PROBLEM TO SOLVE: Please turn each line of the records below into a Markdown table with two columns, Row for the row number and Line for the text of that line, leaving out any blank lines.

[Data listing]

## begin

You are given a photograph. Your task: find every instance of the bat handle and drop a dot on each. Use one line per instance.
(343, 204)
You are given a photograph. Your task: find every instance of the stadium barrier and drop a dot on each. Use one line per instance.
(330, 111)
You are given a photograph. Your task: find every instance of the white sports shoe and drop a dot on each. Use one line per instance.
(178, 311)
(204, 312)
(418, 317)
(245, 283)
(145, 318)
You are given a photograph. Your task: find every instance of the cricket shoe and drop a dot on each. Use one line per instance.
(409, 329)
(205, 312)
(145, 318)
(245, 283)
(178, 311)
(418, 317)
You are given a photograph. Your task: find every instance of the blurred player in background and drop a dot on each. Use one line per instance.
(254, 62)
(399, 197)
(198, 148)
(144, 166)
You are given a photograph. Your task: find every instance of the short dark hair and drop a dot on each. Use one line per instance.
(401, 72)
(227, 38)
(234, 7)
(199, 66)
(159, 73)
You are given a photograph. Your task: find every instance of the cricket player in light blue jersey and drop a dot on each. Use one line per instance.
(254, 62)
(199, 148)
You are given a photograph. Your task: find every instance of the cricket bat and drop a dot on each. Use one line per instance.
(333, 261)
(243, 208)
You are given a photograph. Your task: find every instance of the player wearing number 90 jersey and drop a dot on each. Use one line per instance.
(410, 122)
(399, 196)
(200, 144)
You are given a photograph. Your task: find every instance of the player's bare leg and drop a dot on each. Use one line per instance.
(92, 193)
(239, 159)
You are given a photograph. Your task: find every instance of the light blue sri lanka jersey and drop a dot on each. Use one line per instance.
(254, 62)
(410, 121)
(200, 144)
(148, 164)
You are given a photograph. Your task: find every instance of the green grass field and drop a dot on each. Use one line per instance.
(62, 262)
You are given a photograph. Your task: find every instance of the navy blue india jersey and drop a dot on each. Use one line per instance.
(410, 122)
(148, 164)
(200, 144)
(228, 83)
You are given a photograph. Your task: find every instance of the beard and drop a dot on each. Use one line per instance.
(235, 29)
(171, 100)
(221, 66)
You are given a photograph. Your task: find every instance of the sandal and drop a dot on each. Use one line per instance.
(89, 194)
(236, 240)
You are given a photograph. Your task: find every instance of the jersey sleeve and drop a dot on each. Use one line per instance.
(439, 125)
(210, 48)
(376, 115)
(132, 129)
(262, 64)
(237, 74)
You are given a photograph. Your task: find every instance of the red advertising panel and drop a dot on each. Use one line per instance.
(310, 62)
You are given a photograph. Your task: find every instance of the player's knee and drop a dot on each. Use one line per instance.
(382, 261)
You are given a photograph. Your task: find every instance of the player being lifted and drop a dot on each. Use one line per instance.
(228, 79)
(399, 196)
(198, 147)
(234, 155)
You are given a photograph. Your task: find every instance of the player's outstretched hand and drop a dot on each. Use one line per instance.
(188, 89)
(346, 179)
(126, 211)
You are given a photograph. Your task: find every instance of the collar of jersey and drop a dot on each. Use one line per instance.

## end

SOLUTION TO THIS PROBLEM:
| Row | Line |
|---|---|
| 1 | You are given a photograph. Your task: find every instance of the bat handle and drop a dot on each. Use one line per instance. |
| 2 | (343, 204) |
| 3 | You are given a photograph. Your task: find every instance of the stadium barrier and drop a dot on each. Use one line per instance. |
| 4 | (330, 111) |
| 5 | You are given a photograph. Your task: find every instance of the white sports shoe and drop a dot on each. Use one line per instance. |
| 6 | (178, 311) |
| 7 | (204, 312) |
| 8 | (418, 317) |
| 9 | (245, 283) |
| 10 | (145, 318) |
| 11 | You are given a photograph. Your task: find every instance of the cricket shoe and drop a dot on each. Use one line per instance. |
| 12 | (409, 329) |
| 13 | (205, 312) |
| 14 | (145, 318) |
| 15 | (245, 283) |
| 16 | (178, 311) |
| 17 | (418, 317) |
| 18 | You are given a photograph. Your task: find every instance of the blurred player in background and drop a dot on each. Use one line per instance. |
| 19 | (254, 62) |
| 20 | (399, 197) |
| 21 | (198, 148) |
| 22 | (144, 166) |
| 23 | You are given a photograph. Your task: find every instance of the short dark hair and drop a dot on each. Use one line per instance. |
| 24 | (401, 72) |
| 25 | (227, 38) |
| 26 | (234, 7) |
| 27 | (199, 66) |
| 28 | (159, 73) |
| 29 | You are given a photograph. Your task: find every instance of the cricket player in light blue jersey and drop a dot on each. Use one line per instance. |
| 30 | (254, 62) |
| 31 | (199, 148) |
| 32 | You are given a photograph. Your task: find every instance of the cricket bat and drop a dot on each. Use one line per instance. |
| 33 | (333, 261) |
| 34 | (243, 208) |
| 35 | You are given a photograph. Your task: find every instance of the player wearing number 90 jersey and drop a dot on each. Use one line per instance. |
| 36 | (410, 122) |
| 37 | (399, 196) |
| 38 | (200, 144) |
| 39 | You are given a photograph. Your task: find every instance of the player's bare leg and drop a dot on each. Use one line per instance. |
| 40 | (92, 193) |
| 41 | (239, 159) |
| 42 | You are given a photograph. Your task: find every instance of the light blue sri lanka jersey and drop a dot on each. Use one line per instance. |
| 43 | (254, 62) |
| 44 | (410, 121) |
| 45 | (200, 144) |
| 46 | (148, 164) |
| 47 | You are given a photograph. Your task: find every instance of the green grass field and drop a dot on each. Use one line per instance. |
| 48 | (62, 262) |
| 49 | You are given a photograph. Your task: find every instance of the navy blue india jersey and drop a dot on each. Use one line per instance. |
| 50 | (410, 122) |
| 51 | (148, 164) |
| 52 | (200, 144) |
| 53 | (228, 83) |
| 54 | You are given a photograph. Your task: find every instance of the beard and drop a dot on each. Use one line per instance. |
| 55 | (235, 29) |
| 56 | (171, 100) |
| 57 | (221, 66) |
| 58 | You are given a photograph. Your task: find every instance of the sandal and drop a dot on each. Use one line per instance. |
| 59 | (89, 194) |
| 60 | (236, 240) |
| 61 | You are given a photograph. Your task: find every instance of the jersey sleeve and drop a dot on each. Use one line per instance. |
| 62 | (439, 125) |
| 63 | (210, 48) |
| 64 | (376, 115) |
| 65 | (132, 129) |
| 66 | (262, 64) |
| 67 | (237, 74) |
| 68 | You are given a photograph. Your task: find every instance of the red advertising panel and drop a dot on each. Use one line per instance. |
| 69 | (310, 62) |
| 70 | You are given a photograph. Your task: find every instance of the player's knee and drop a dot on each. Use one line per instance. |
| 71 | (382, 261) |
| 72 | You are given a photograph. Your task: find every instance of the player being lifted and drop a dot on each. Use one line per instance. |
| 73 | (228, 79) |
| 74 | (399, 196) |
| 75 | (198, 147) |
| 76 | (234, 155) |
| 77 | You are given a photograph. Your task: find every instance of the player's outstretched hand and drop a dot on each. Use one line per instance. |
| 78 | (188, 89) |
| 79 | (346, 179) |
| 80 | (126, 211) |
| 81 | You are given a photograph. Your task: find every instance of the collar of jersey and drop a dot on each. Use one line per instance. |